__Saved entries__:
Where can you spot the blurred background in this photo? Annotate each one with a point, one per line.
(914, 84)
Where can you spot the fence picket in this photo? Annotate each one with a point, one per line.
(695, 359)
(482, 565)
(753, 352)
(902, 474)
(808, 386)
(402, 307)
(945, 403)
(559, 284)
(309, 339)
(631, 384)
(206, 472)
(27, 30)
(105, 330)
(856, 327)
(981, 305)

__Required work__:
Please extract exactly, and only, the lines from the line containing "Where can you spot the fence" through the last line of the records.

__Answer for the task__:
Where can you spot the fence picket in this photo? Annotate each one with a point, one per line.
(695, 359)
(482, 565)
(753, 352)
(902, 474)
(808, 386)
(402, 307)
(945, 403)
(559, 284)
(309, 339)
(631, 384)
(206, 472)
(27, 30)
(105, 330)
(856, 327)
(981, 305)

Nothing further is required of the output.